■ EXERCISE BRIEF:
Go through the entries below and say how many lines contain the string "hillside"; write only that number.

Dataset records

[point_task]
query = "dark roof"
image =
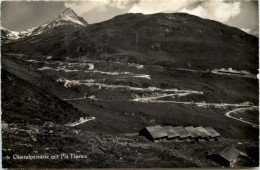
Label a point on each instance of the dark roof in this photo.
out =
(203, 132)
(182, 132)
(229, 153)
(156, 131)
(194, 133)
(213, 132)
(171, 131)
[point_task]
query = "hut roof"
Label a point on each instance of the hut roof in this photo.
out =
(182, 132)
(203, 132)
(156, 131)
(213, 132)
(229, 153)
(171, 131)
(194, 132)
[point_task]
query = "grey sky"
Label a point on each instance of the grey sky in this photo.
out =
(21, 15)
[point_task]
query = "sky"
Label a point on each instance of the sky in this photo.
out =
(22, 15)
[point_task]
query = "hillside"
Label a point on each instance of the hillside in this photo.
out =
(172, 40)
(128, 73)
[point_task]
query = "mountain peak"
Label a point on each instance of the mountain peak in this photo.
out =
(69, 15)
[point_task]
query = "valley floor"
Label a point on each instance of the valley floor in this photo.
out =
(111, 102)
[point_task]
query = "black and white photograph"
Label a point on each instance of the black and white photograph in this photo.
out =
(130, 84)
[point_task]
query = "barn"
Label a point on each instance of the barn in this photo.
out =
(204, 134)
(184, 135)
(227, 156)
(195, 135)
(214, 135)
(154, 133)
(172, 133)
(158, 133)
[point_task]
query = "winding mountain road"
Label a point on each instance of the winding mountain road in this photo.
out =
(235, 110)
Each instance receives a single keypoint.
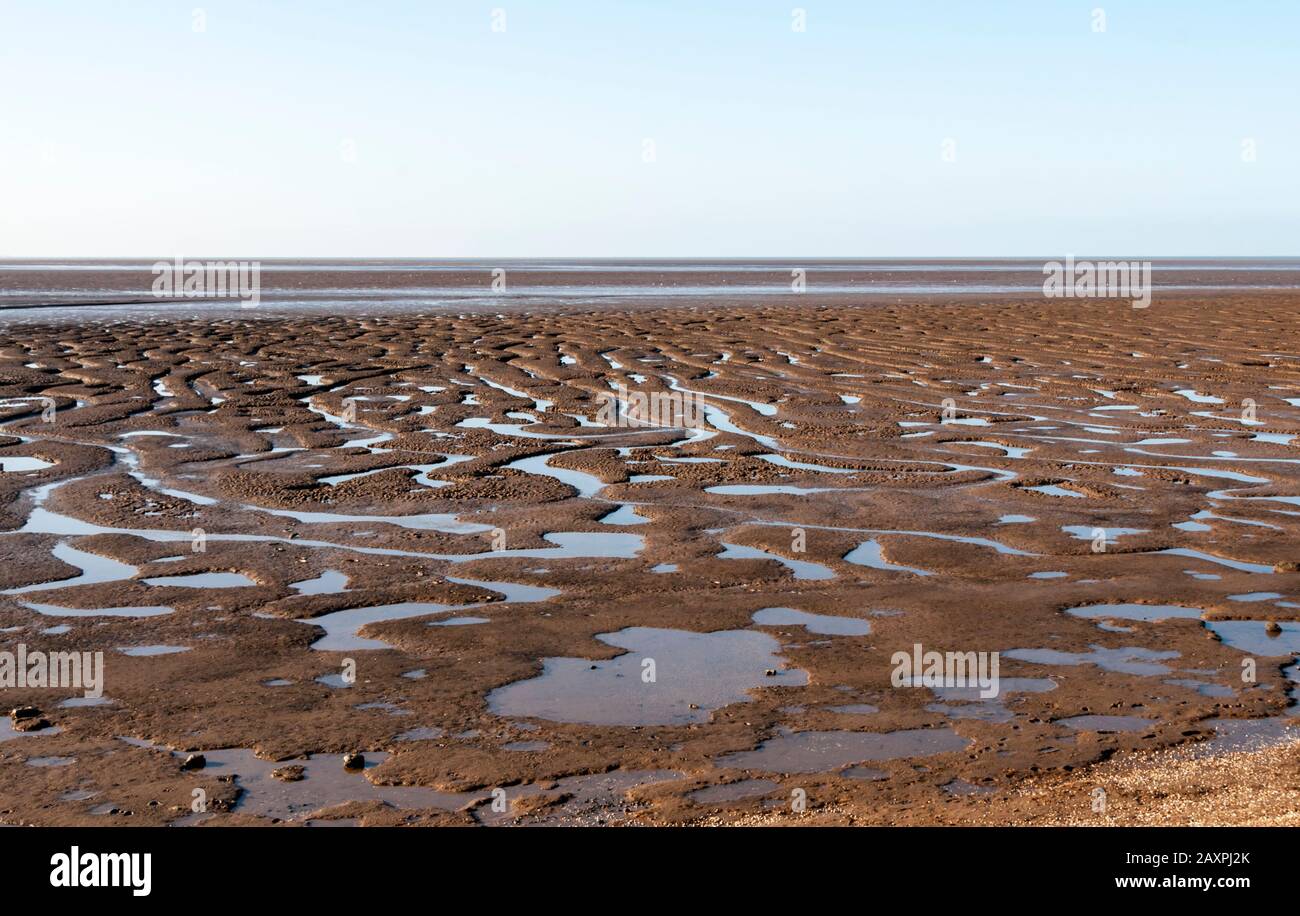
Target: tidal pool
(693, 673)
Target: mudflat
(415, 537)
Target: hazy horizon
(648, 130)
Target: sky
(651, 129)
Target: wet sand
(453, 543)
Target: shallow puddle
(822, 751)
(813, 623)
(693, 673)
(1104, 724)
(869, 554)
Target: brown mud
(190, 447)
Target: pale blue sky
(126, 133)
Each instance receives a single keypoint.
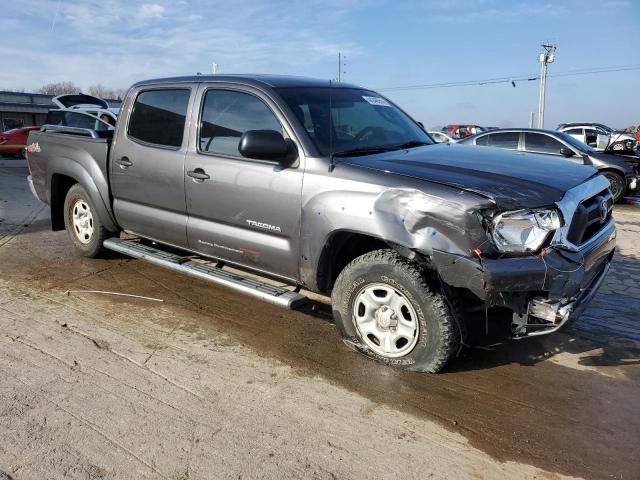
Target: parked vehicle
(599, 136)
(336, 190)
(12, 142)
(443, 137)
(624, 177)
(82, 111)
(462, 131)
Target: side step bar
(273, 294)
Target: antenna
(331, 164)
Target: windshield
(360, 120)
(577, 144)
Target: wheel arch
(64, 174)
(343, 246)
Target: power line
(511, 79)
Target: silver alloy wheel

■ ANSWER TO THIS TASK:
2